=== Requirement ===
Here are the records. Write out exactly the lines between the one holding "Target: apartment building" and the one holding "Expected: one point per instance of the red", inclusive.

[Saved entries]
□ □ □ □ □ □ □

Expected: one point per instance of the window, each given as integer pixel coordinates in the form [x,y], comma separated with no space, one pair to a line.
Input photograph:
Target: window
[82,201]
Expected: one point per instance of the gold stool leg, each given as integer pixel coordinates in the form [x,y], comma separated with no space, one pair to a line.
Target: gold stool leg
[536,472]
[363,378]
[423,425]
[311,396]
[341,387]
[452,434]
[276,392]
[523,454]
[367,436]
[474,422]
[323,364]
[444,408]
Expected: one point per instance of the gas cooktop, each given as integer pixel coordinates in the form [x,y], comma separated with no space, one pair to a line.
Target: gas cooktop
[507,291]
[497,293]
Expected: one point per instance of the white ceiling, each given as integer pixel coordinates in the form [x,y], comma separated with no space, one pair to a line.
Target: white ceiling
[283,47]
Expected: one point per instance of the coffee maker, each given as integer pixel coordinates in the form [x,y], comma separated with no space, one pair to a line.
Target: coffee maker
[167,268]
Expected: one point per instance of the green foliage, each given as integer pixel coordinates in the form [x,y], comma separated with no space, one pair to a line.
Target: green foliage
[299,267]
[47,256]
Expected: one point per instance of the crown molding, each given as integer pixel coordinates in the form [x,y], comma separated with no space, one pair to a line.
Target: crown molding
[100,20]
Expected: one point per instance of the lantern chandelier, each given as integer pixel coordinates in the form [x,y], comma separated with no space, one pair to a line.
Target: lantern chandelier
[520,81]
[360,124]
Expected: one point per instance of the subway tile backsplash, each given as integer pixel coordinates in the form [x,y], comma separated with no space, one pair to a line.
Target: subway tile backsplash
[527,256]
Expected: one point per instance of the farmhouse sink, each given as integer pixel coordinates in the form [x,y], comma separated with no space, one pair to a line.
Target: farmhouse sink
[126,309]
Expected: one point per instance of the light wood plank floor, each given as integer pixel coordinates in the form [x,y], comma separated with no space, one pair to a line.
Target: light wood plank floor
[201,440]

□ □ □ □ □ □ □

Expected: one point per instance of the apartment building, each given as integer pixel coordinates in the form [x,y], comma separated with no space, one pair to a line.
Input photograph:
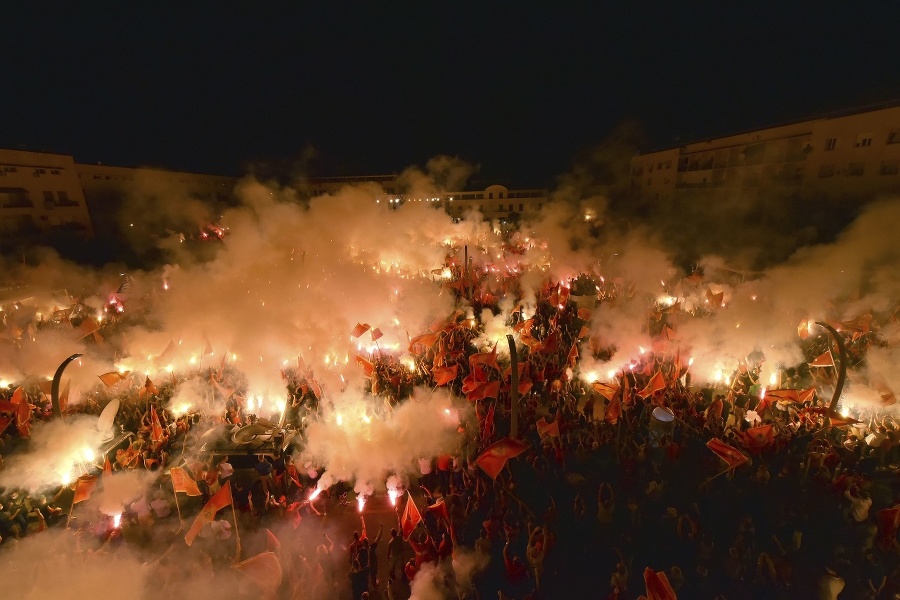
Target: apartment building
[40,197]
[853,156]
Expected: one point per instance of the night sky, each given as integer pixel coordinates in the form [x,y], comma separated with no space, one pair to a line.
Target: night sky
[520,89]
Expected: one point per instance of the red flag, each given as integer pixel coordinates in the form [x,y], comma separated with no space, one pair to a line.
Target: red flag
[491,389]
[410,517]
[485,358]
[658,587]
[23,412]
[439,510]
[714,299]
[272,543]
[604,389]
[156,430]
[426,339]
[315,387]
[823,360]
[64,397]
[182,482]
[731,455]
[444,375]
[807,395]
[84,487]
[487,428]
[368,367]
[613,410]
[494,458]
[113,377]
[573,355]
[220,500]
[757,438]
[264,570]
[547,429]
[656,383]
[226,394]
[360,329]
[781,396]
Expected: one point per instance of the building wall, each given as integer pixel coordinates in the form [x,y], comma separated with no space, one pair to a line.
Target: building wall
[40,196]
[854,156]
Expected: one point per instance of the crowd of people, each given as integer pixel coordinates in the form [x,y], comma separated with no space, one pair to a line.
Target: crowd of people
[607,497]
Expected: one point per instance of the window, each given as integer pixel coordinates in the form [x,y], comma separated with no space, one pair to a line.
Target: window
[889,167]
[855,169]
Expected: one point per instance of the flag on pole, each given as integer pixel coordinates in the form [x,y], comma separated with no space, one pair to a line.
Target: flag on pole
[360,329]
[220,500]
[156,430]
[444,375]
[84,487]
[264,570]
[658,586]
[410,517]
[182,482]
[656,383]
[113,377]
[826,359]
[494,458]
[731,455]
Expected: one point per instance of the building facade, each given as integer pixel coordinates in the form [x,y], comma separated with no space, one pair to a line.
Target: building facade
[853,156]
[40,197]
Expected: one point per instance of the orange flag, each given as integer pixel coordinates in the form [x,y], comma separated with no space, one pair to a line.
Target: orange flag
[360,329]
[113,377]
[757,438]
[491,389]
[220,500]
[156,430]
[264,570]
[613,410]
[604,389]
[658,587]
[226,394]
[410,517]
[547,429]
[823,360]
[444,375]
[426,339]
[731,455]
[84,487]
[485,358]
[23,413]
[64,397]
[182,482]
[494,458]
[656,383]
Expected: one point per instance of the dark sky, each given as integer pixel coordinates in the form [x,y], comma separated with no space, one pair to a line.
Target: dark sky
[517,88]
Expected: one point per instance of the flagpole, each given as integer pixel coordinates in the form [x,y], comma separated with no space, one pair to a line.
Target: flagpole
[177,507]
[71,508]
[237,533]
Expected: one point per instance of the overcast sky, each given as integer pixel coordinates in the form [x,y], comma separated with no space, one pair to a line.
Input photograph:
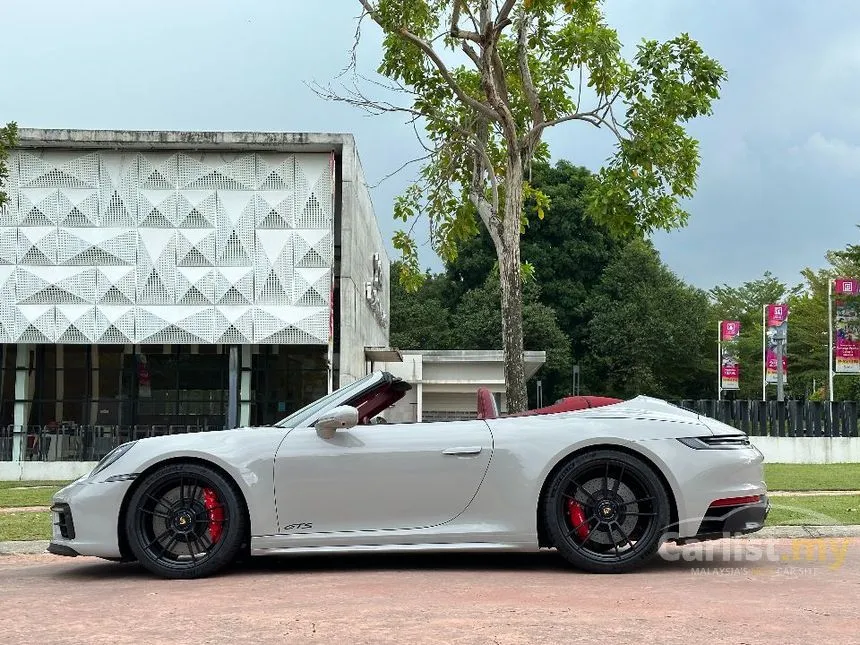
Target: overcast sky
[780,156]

□ □ □ □ □ □ □

=== Response ===
Target: apartment building
[40,197]
[853,156]
Expected: one point per instance of the night sky, each given as integer pixel coordinates in the form [x,y], comma separated with no space, one pair to a line.
Target: night sky
[520,89]
Expected: one point per instance of the red flag, each given as integer pixel coordinates in the form [x,y], comma separated with no space, one pair to a line.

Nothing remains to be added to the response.